══ Material for this exercise
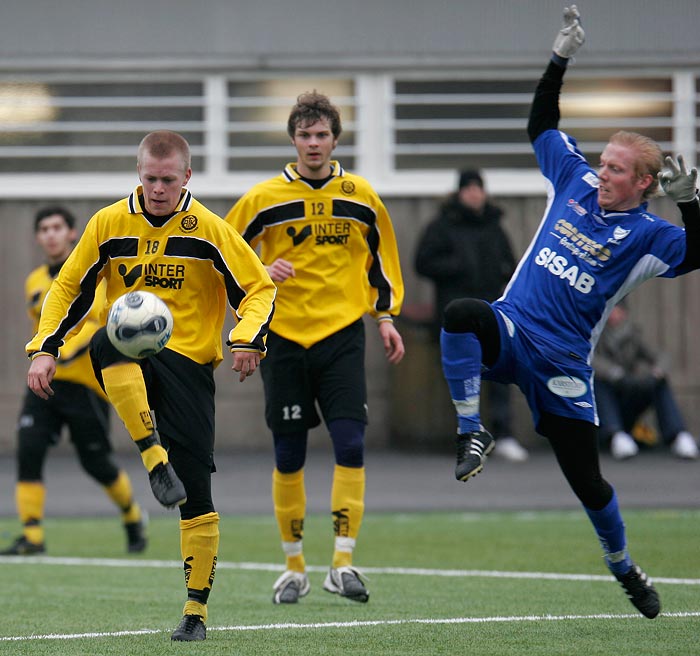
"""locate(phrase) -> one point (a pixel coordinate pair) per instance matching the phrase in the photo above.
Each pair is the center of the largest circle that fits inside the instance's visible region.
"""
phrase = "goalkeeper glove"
(571, 35)
(677, 182)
════
*What is expected*: Pictures are to be dropped, and the remaining data set down exactly.

*Exercise response*:
"""locate(phrase) -> one point (a pixel coordinate pair) per instance matching the phrase in the photo above.
Each pair is the center of the largest circle that fits inside the instance's visible region.
"""
phrase = "goalkeeper glove"
(571, 35)
(677, 182)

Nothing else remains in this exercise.